__Short problem 1__
From the communication strategy text, reproduce word for word the passage starting with "Consequently, all the" and going on through "the archiving schedule.".
__Short problem 2__
According to the communication strategy text, how many people kept their jobs once the "Administration" division became visible to the organization?

--- Provided text ---

So why would they possibly fight to keep these services internal rather than outsourced? Answer: They wouldn’t.
 
Consequently, all the senior executives agreed on a strategy to educate the entire employee population about what back-office services the division actually provided to garner support to keep these services inhouse.
 
The tactical plan followed. A five-page communication plan containing a bulleted list of action items to implement the strategy. For example:

  • Modify the email signature blocks to add an educational tagline.
  • Train department representatives to take on a customer service attitude toward internal customers they serve.
  • Have system analysts send follow-up emails after providing IT services, for example, to make sure a newly installed software package is running smoothly.
  • Ensure that the Records Storage department regularly sends out a reminder of the archiving schedule. 

Result: The “Administration” division became visible to the entire organization, and 2,000 people kept their jobs.

In an altogether different situation, Booher developed another plan for her client to improve internal and external communication:

The goal was to improve communication flow across department lines and to improve communication with clients. Here’s how I handled it in brief:

The strategy: 
Identify the roadblocks and improve the written communication (since almost all communication was in writing).

--- Data shown ---

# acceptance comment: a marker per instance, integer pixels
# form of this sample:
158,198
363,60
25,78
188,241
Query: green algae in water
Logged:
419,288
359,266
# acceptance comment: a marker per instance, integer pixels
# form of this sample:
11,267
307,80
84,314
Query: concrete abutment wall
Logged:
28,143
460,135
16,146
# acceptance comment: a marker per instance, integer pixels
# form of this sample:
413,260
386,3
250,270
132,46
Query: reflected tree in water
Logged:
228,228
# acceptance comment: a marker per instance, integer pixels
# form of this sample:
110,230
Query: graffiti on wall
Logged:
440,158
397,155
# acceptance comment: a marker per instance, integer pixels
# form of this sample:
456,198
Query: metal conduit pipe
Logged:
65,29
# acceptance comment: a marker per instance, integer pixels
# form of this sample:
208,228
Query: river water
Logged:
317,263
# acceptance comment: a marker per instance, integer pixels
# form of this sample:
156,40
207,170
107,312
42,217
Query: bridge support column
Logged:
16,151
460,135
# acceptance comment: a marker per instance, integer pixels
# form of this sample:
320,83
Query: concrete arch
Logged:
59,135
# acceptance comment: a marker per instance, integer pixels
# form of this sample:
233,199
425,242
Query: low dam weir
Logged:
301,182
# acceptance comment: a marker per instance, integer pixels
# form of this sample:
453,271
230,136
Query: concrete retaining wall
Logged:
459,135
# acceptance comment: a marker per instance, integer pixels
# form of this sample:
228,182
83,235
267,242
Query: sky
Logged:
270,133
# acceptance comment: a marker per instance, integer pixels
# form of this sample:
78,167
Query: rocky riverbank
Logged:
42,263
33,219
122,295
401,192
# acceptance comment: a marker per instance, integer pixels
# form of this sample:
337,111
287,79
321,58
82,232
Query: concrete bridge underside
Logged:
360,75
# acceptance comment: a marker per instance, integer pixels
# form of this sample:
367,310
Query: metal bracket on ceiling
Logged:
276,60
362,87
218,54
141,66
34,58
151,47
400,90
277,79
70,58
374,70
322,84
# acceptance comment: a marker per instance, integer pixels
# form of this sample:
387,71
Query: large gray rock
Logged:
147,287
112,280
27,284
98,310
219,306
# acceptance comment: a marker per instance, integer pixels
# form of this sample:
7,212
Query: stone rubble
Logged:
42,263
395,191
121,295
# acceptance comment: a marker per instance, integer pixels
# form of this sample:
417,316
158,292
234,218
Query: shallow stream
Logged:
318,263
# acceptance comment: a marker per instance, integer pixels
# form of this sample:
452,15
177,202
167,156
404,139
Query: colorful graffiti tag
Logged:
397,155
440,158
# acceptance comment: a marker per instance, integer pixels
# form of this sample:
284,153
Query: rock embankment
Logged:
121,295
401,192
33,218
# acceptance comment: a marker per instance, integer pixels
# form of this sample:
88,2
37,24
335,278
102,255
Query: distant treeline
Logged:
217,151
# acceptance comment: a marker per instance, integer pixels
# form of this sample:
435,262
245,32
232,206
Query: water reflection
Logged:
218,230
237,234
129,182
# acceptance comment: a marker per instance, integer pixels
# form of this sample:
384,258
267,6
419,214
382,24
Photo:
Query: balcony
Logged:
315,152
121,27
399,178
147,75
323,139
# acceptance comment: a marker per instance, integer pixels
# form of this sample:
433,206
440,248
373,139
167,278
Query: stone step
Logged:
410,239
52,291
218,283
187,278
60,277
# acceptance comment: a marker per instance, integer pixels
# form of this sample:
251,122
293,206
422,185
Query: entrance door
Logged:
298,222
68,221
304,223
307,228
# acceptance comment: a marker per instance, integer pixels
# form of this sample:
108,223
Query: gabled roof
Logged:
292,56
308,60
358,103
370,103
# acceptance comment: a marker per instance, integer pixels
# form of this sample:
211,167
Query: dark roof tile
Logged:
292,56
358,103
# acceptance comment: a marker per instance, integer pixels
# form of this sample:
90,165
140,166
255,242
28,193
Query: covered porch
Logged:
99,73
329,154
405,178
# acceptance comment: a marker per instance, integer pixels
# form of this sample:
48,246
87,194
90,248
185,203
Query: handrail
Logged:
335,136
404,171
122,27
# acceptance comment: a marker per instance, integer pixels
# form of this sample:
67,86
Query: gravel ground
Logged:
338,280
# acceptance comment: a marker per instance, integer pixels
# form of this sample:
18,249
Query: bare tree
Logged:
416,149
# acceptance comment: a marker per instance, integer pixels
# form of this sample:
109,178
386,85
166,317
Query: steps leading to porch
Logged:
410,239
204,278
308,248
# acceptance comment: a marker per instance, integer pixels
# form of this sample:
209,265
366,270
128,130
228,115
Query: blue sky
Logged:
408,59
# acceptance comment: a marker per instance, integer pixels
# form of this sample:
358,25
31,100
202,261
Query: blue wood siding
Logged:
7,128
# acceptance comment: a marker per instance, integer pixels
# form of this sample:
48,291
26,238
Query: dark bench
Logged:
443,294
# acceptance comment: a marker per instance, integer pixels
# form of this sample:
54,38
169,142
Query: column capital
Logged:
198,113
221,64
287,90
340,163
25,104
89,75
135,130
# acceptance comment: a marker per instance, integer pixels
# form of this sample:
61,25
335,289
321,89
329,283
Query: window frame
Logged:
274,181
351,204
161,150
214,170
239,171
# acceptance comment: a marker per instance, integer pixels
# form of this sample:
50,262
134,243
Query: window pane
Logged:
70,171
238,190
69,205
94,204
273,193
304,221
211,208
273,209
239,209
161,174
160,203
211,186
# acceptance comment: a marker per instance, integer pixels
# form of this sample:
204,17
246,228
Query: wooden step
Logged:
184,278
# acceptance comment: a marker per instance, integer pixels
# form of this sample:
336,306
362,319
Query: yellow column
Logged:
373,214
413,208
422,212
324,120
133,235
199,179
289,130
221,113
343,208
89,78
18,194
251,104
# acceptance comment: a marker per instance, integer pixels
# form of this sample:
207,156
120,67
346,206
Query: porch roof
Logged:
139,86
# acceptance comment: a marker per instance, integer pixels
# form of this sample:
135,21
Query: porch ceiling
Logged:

---

__Reply 1__
Consequently, all the senior executives agreed on a strategy to educate the entire employee population about what back-office services the division actually provided to garner support to keep these services inhouse.
 
The tactical plan followed. A five-page communication plan containing a bulleted list of action items to implement the strategy. For example:

  • Modify the email signature blocks to add an educational tagline.
  • Train department representatives to take on a customer service attitude toward internal customers they serve.
  • Have system analysts send follow-up emails after providing IT services, for example, to make sure a newly installed software package is running smoothly.
  • Ensure that the Records Storage department regularly sends out a reminder of the archiving schedule.

__Reply 2__
2,000 people kept their jobs.